Copy the items below word for word, leaving out the pictures.

** start of Excerpted records **

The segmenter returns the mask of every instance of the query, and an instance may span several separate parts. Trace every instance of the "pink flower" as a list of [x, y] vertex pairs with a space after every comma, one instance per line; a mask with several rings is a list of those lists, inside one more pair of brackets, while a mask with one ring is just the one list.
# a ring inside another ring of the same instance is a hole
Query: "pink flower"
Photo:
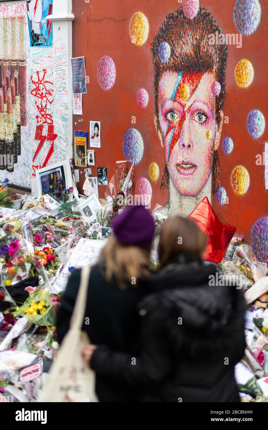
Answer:
[[48, 260], [49, 261], [54, 261], [55, 259], [55, 256], [53, 255], [53, 254], [50, 254], [46, 257], [47, 260]]
[[15, 252], [18, 249], [18, 239], [16, 239], [11, 242], [8, 248], [8, 253], [10, 257], [13, 257]]
[[25, 291], [27, 291], [30, 295], [34, 293], [36, 290], [37, 289], [37, 287], [26, 287], [24, 289]]
[[43, 237], [40, 234], [38, 234], [38, 233], [35, 233], [34, 236], [34, 238], [37, 243], [40, 243], [43, 240]]
[[49, 299], [50, 300], [50, 301], [51, 302], [51, 303], [53, 304], [53, 306], [54, 306], [54, 307], [55, 308], [55, 310], [56, 311], [57, 311], [57, 310], [58, 310], [58, 308], [59, 307], [59, 301], [58, 300], [58, 298], [57, 297], [50, 297], [49, 298]]

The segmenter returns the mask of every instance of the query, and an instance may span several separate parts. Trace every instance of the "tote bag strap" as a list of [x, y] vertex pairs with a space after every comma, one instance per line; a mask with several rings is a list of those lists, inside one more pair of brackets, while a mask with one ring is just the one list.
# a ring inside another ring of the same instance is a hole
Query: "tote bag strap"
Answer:
[[81, 277], [78, 293], [77, 296], [74, 308], [71, 319], [70, 328], [81, 330], [86, 310], [87, 290], [91, 267], [87, 266], [81, 271]]

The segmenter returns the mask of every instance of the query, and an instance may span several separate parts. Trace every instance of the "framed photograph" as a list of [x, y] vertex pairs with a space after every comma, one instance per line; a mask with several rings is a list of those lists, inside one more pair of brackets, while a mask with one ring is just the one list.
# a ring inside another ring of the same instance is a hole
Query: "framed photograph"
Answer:
[[69, 160], [36, 170], [35, 174], [38, 195], [47, 194], [57, 202], [63, 202], [65, 192], [72, 187]]
[[87, 151], [87, 164], [89, 167], [95, 165], [95, 151], [92, 150]]
[[88, 132], [74, 130], [74, 166], [86, 167]]
[[99, 189], [98, 188], [98, 178], [97, 176], [93, 176], [93, 178], [89, 178], [88, 180], [92, 186], [94, 193], [99, 199]]
[[96, 219], [96, 211], [101, 208], [102, 205], [96, 194], [92, 194], [82, 202], [79, 205], [79, 207], [91, 221], [94, 221]]
[[99, 121], [91, 121], [90, 125], [90, 147], [101, 147], [101, 123]]
[[99, 185], [108, 185], [108, 175], [107, 167], [98, 168], [98, 184]]

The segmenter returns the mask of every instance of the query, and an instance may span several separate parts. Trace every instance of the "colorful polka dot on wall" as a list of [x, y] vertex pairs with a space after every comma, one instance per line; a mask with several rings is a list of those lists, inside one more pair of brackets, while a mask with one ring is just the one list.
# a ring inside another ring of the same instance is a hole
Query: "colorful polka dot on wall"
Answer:
[[197, 14], [199, 0], [182, 0], [183, 13], [187, 18], [193, 19]]
[[129, 34], [131, 42], [141, 46], [147, 40], [149, 33], [148, 20], [142, 12], [136, 12], [129, 23]]
[[234, 9], [234, 23], [239, 31], [250, 36], [256, 31], [261, 14], [259, 0], [237, 0]]
[[166, 63], [169, 59], [171, 49], [166, 42], [162, 42], [158, 48], [158, 55], [162, 63]]
[[147, 107], [149, 101], [149, 95], [144, 88], [141, 88], [138, 92], [137, 101], [142, 109], [145, 109]]
[[113, 59], [107, 55], [102, 57], [97, 66], [97, 78], [101, 88], [105, 91], [111, 89], [116, 77], [115, 65]]
[[257, 221], [251, 232], [251, 247], [257, 261], [268, 261], [268, 217]]
[[234, 142], [230, 137], [226, 137], [222, 143], [222, 149], [225, 154], [229, 155], [234, 148]]
[[159, 168], [156, 163], [152, 163], [149, 168], [150, 177], [154, 182], [156, 182], [159, 177]]
[[250, 186], [249, 172], [243, 166], [237, 166], [233, 170], [231, 183], [236, 196], [243, 196]]
[[250, 61], [243, 58], [238, 61], [234, 69], [234, 77], [239, 88], [247, 88], [254, 77], [254, 70]]
[[135, 196], [145, 206], [149, 206], [152, 198], [152, 187], [146, 178], [139, 178], [136, 182]]
[[220, 205], [224, 205], [226, 201], [227, 197], [227, 194], [225, 188], [223, 188], [223, 187], [220, 187], [216, 194], [217, 201]]
[[124, 135], [122, 146], [126, 160], [138, 164], [142, 158], [144, 150], [143, 139], [140, 132], [136, 129], [129, 129]]
[[247, 130], [253, 139], [258, 139], [263, 134], [265, 126], [264, 117], [260, 111], [250, 112], [246, 121]]

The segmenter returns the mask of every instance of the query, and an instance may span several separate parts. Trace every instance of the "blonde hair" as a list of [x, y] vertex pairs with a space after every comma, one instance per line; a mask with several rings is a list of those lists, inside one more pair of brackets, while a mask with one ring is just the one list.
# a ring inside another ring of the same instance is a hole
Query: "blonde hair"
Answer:
[[136, 282], [142, 275], [148, 273], [150, 249], [142, 249], [134, 245], [120, 243], [112, 236], [103, 249], [99, 262], [105, 265], [105, 279], [110, 282], [114, 276], [120, 288], [126, 288], [126, 281]]
[[180, 255], [201, 256], [207, 243], [206, 234], [191, 220], [179, 215], [169, 218], [160, 229], [159, 262], [164, 266]]

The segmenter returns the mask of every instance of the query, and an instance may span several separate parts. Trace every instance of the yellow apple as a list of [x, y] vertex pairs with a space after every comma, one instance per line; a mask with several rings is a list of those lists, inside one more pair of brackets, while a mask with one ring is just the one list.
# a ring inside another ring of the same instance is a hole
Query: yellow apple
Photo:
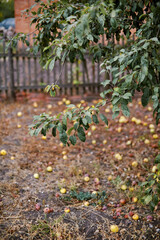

** end of Excerpted records **

Written answer:
The segmenter returns the mask of every instance of the query, and an instance may span several separate parts. Trace every instance of the "pink flower" as a list of [x, y] vertex pairs with a space after every comma, one instance per line; a mask with several rings is a list of those lists, inside one more pair of brackets, while a mask with one ring is just the one list.
# a ring inside another ring of the same instance is a hole
Query: "pink flower"
Photo:
Answer:
[[48, 260], [49, 261], [54, 261], [55, 259], [55, 256], [53, 255], [53, 254], [50, 254], [46, 257], [47, 260]]
[[15, 252], [18, 249], [18, 239], [16, 239], [11, 242], [8, 248], [8, 253], [10, 257], [13, 257]]
[[25, 291], [27, 291], [30, 295], [34, 293], [36, 290], [37, 289], [37, 287], [26, 287], [24, 289]]
[[43, 237], [40, 234], [38, 234], [38, 233], [35, 233], [34, 236], [34, 238], [37, 243], [40, 243], [43, 240]]
[[49, 299], [50, 300], [50, 301], [51, 302], [51, 303], [53, 304], [53, 306], [54, 306], [54, 307], [55, 308], [55, 310], [56, 311], [57, 311], [57, 310], [58, 310], [58, 308], [59, 307], [59, 301], [58, 300], [58, 298], [57, 297], [50, 297], [49, 298]]

The segmenter returns the mask of every instance of the query, and an instance may span several separate parts. Trace every instance of the "tote bag strap" as a list of [x, y] vertex pairs with a space after every comma, one instance per line; a mask with several rings is a list of those lists, inside one more pair of brackets, while a mask with one ring is just the one list.
# a ring inside another ring of the same instance is a hole
Query: "tote bag strap"
Answer:
[[81, 277], [78, 293], [77, 296], [74, 308], [71, 319], [70, 328], [81, 330], [86, 310], [87, 290], [91, 267], [87, 266], [81, 271]]

The segmenter returns the mask of every instance of the query, and an instance may span several separate parts. Trace every instance of the "framed photograph" as a list of [x, y] vertex pairs with a space after every comma, one instance per line; a mask with several rings is a list of those lists, inside one more pair of brackets, while a mask with one ring is just the one list.
# a ring inside another ring of the same instance is a hole
Query: "framed photograph"
Answer:
[[69, 160], [36, 170], [35, 174], [38, 195], [47, 194], [57, 202], [63, 202], [65, 192], [72, 187]]
[[87, 151], [87, 164], [89, 167], [95, 165], [95, 151], [92, 150]]
[[88, 132], [74, 130], [74, 166], [86, 167]]
[[99, 189], [98, 188], [98, 178], [97, 176], [93, 176], [93, 178], [89, 178], [88, 180], [92, 186], [94, 193], [99, 199]]
[[96, 219], [96, 211], [101, 208], [102, 205], [96, 194], [92, 194], [82, 202], [79, 205], [79, 207], [91, 221], [94, 221]]
[[99, 121], [91, 121], [90, 125], [90, 147], [101, 147], [101, 123]]
[[99, 185], [108, 185], [108, 175], [107, 167], [98, 168], [98, 184]]

The segmenter returns the mask of every instance of the query, and an instance may span several separate parts. Trace every instance of the "colorful polka dot on wall" as a list of [x, y] vertex pairs with a space after every comma, one instance per line; a mask with several rings is a list of those lists, inside one more pair of brackets, while a mask with one ring is just the one list.
# a ring inside another ring of the same instance is a hole
Query: "colorful polka dot on wall"
Answer:
[[197, 14], [199, 0], [182, 0], [183, 13], [187, 18], [193, 19]]
[[129, 34], [131, 42], [141, 46], [147, 40], [149, 33], [148, 20], [142, 12], [136, 12], [129, 23]]
[[234, 9], [234, 23], [239, 31], [250, 36], [256, 31], [261, 14], [259, 0], [237, 0]]
[[166, 63], [169, 59], [171, 49], [166, 42], [162, 42], [158, 48], [158, 55], [162, 63]]
[[147, 107], [149, 101], [149, 95], [144, 88], [141, 88], [138, 92], [137, 101], [142, 109], [145, 109]]
[[113, 59], [107, 55], [102, 57], [97, 66], [97, 78], [101, 88], [105, 91], [111, 89], [116, 77], [115, 65]]
[[257, 221], [251, 232], [251, 247], [257, 261], [268, 261], [268, 217]]
[[234, 142], [230, 137], [226, 137], [222, 143], [222, 149], [225, 154], [229, 155], [234, 148]]
[[159, 168], [156, 163], [152, 163], [149, 168], [150, 177], [154, 182], [156, 182], [159, 177]]
[[250, 186], [249, 172], [243, 166], [237, 166], [233, 170], [231, 183], [236, 196], [243, 196]]
[[250, 61], [243, 58], [238, 61], [234, 69], [234, 77], [239, 88], [247, 88], [254, 77], [254, 70]]
[[135, 196], [145, 206], [149, 206], [152, 198], [152, 187], [146, 178], [139, 178], [136, 182]]
[[220, 205], [224, 205], [226, 201], [227, 197], [227, 194], [225, 188], [223, 188], [223, 187], [220, 187], [216, 194], [217, 201]]
[[124, 135], [122, 146], [126, 160], [138, 164], [142, 158], [144, 150], [143, 139], [140, 132], [136, 129], [129, 129]]
[[247, 130], [253, 139], [258, 139], [263, 134], [265, 126], [264, 117], [260, 111], [250, 112], [246, 121]]

The segmenter returns the mask of every instance of the query, and an instance may span several separate parts. Trace every instance of the "blonde hair" as a list of [x, y] vertex pairs with a space after every comma, one instance per line; a mask with several rings is a list of those lists, inside one more pair of brackets, while a mask with one ring is just the one list.
# a ring inside another ring of the same instance is a hole
Query: "blonde hair"
Answer:
[[136, 282], [142, 275], [148, 273], [150, 249], [142, 249], [134, 245], [120, 243], [112, 236], [103, 249], [99, 262], [105, 265], [105, 279], [110, 282], [114, 276], [120, 288], [126, 288], [126, 281]]
[[180, 255], [201, 256], [207, 243], [206, 234], [191, 220], [179, 215], [169, 218], [160, 229], [159, 262], [164, 266]]

The segmenter returns the mask of every instance of the query, and an instance may span several separate parts. Trace every instance of the yellow apple as a list of [x, y] vertex pairs with a space after every comma, one instance per line; a mask with several rings is a list of those lists, inside one more pair of brackets, while a mask with one ring is just the one list.
# a ring inside another ring of the same instance is a hole
Query: yellow apple
Photo:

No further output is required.